*Document excerpt*
Manuel Fontaine, UNICEF's emergency programs director who just returned from Ukraine, said having 4.8 million of Ukraine's 7.5 million children displaced in such a short time is "quite incredible."
He said he had not seen such an event happen so quickly in 31 years of humanitarian work.
"They have been forced to leave everything behind - their homes, their schools and, often, their family members," Fontaine told the UN Security Council.
Ukraine's UN ambassador, Sergiy Kyslytsya, claimed Russia has taken more than 121,000 children out of Ukraine and reportedly drafted a bill to simplify and accelerate adoption procedures for orphans and even those who have parents and other relatives.
He said most of the children were removed from the besieged southern port city of Mariupol and taken to eastern Donetsk and then to the Russian city of Taganrog.
Fontaine said UNICEF has heard similar reports, but added "we don't have yet the access that we need to have to be able to look and verify and see if we can assist".
He said 2.8 million children are displaced within Ukraine, and two million more are in other countries.
Nearly half the estimated 3.2 million children still in their homes in Ukraine "may be at risk of not having enough food", he added, with those in besieged cities like Mariupol facing the most dire situation.
The Security Council meeting on the impact of the war on women and children was convened by the US and Albania during Britain's presidency of the body.
The three countries, Ukraine and other council members attacked Russia for creating the dire situation for women and children, which Russian deputy ambassador Dmitry Polyansky vehemently denied.
US ambassador Linda Thomas-Greenfield said when men like Russian President Vladimir Putin "start wars, women and children get displaced", hurt, raped and abused, and they die.
"Since the start of Russia's unprovoked war against Ukraine, Russia has bombed orphanages and maternity hospitals," she said.
"We've seen mass graves with dead children stacked on top of each other."
Albanian Ambassador Ferit Hoxha accused Russia of committing "unspeakable crimes" every day, including burning civilians, throwing bodies in mass graves, shooting into playgrounds, attacking schools, and leaving all Ukrainians suffering, especially women and children.
"In their normal life, children draw parents, houses and trees. Russia's war has made Ukraine kids draw bombs, tanks and weapons," Hoxha said.

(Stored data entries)
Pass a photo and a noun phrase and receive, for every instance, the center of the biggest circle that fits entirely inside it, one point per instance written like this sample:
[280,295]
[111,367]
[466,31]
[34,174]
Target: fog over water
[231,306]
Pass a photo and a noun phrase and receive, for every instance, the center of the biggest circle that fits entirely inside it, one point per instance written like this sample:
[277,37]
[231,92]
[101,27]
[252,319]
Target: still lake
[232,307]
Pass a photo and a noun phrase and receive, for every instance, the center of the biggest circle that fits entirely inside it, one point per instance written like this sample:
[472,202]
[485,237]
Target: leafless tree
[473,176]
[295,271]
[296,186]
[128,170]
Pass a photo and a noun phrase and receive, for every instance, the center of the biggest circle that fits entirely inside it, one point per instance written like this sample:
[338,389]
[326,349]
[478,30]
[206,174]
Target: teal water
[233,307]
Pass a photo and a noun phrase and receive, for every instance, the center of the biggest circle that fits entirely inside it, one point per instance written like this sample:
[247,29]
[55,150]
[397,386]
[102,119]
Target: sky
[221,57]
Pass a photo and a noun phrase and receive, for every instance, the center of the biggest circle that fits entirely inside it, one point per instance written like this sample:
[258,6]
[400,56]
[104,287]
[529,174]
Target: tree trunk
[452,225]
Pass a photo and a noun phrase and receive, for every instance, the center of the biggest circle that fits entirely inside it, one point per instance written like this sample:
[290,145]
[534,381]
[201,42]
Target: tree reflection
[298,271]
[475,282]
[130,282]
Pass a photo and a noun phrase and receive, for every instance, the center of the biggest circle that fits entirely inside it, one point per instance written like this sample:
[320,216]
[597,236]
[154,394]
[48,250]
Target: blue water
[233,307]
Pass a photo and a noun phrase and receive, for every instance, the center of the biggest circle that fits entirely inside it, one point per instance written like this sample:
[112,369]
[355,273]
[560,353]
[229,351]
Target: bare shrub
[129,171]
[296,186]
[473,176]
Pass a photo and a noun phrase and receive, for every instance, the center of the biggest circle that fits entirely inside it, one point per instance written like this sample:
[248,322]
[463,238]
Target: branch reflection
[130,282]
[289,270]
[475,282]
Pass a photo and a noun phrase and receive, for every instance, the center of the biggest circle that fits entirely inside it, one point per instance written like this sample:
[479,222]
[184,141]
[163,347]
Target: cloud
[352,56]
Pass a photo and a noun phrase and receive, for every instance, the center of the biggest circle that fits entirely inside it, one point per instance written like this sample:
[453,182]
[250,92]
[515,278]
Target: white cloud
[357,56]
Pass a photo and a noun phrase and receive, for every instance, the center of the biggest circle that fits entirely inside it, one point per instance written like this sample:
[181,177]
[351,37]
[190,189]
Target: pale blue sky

*Questions*
(1) Please reproduce the stretch of the passage on Ukraine's children from "He said he had" through "and other relatives.".
(2) Answer these questions from the passage on Ukraine's children:
(a) How many years of humanitarian work does Fontaine say he has done?
(b) Which two countries convened the Security Council meeting?
(c) To which Russian city were children reportedly taken after Donetsk?

*Responses by task*
(1)
He said he had not seen such an event happen so quickly in 31 years of humanitarian work.
"They have been forced to leave everything behind - their homes, their schools and, often, their family members," Fontaine told the UN Security Council.
Ukraine's UN ambassador, Sergiy Kyslytsya, claimed Russia has taken more than 121,000 children out of Ukraine and reportedly drafted a bill to simplify and accelerate adoption procedures for orphans and even those who have parents and other relatives.

(2)
(a) 31 years
(b) The US and Albania
(c) Taganrog